SOURCE MATERIAL =>

####################

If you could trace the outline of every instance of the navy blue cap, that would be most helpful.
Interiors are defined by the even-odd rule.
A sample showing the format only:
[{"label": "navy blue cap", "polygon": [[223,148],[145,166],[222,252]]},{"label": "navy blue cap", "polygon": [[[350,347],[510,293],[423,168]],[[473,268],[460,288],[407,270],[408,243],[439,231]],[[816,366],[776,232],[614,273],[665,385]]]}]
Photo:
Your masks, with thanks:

####################

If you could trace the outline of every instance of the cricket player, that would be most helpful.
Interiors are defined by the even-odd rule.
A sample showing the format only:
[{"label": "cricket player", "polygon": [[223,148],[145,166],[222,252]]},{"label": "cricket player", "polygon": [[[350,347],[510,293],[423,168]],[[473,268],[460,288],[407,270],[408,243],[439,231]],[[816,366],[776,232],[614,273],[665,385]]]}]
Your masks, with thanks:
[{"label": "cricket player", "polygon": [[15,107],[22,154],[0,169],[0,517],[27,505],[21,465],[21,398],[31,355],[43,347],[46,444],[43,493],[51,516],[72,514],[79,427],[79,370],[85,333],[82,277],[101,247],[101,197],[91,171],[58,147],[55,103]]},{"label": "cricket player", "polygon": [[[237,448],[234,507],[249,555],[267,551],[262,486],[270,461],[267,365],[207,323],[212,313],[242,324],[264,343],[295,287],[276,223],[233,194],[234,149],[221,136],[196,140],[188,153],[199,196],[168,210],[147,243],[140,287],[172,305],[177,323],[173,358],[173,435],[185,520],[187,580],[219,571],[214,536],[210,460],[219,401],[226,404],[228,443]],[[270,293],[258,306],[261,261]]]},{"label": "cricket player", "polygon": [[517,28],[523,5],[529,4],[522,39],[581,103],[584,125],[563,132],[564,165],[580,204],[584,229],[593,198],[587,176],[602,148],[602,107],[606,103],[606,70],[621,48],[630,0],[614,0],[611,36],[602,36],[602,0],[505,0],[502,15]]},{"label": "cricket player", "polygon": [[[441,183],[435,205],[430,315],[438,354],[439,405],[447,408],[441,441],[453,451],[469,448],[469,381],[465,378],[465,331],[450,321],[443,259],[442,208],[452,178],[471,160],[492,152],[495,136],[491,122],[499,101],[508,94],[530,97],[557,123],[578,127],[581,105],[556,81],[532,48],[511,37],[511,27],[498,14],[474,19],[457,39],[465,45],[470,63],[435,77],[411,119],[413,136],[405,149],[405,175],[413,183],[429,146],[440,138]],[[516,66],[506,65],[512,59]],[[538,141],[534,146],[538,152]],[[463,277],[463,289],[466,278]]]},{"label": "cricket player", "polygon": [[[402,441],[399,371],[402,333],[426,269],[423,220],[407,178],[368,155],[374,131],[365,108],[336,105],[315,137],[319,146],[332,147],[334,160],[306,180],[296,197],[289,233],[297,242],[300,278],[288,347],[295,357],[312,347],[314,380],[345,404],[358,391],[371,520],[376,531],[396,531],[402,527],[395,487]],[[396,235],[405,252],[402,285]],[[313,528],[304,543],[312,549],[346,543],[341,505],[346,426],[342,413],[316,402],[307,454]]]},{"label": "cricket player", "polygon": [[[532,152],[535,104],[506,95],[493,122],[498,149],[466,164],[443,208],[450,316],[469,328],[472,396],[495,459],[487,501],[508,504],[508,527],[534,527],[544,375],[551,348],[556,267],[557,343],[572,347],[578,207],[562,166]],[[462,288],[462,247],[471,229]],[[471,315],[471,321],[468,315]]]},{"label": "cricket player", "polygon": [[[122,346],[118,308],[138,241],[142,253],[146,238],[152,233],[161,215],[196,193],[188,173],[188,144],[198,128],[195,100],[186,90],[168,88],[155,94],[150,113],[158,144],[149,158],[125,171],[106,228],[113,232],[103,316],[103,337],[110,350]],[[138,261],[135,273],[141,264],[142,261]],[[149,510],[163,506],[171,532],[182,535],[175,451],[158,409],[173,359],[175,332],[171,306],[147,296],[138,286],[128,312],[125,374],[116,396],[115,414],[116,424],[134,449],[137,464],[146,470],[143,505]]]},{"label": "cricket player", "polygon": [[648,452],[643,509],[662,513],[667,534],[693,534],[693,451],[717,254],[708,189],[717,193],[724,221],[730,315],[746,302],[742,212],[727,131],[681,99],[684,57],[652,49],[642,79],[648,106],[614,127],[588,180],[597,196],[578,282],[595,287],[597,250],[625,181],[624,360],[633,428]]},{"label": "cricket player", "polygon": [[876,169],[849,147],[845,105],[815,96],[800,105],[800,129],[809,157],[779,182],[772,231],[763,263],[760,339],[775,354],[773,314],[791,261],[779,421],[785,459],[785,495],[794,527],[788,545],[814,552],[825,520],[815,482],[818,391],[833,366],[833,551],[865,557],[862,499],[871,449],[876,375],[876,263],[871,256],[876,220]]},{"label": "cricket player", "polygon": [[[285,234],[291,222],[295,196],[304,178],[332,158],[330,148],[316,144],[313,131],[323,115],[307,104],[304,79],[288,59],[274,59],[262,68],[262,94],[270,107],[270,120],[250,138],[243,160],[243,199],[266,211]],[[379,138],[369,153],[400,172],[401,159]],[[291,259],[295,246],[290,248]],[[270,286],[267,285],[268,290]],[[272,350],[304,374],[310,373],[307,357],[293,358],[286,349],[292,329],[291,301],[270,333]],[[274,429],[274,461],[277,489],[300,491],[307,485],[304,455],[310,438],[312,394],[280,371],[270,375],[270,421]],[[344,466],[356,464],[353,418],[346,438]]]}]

####################

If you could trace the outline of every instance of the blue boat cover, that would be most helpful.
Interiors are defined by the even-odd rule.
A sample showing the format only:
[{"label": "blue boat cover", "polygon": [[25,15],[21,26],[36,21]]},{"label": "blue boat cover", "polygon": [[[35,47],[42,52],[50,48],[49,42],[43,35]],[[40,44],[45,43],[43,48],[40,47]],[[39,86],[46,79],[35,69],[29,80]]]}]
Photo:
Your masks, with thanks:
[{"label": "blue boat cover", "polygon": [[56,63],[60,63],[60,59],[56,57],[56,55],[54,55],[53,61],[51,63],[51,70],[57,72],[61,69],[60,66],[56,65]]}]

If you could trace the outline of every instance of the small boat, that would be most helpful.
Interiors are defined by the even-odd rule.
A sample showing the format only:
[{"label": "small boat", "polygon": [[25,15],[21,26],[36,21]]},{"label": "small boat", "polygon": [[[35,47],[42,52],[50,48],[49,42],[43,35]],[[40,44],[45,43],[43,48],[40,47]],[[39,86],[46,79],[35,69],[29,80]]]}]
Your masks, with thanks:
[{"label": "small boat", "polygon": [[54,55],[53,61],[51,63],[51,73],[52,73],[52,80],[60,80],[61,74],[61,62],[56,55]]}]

####################

PROBLEM REQUIREMENTS =>
How many lines of the records above contain the word "could"? Reply with the number only.

FINAL ANSWER =>
4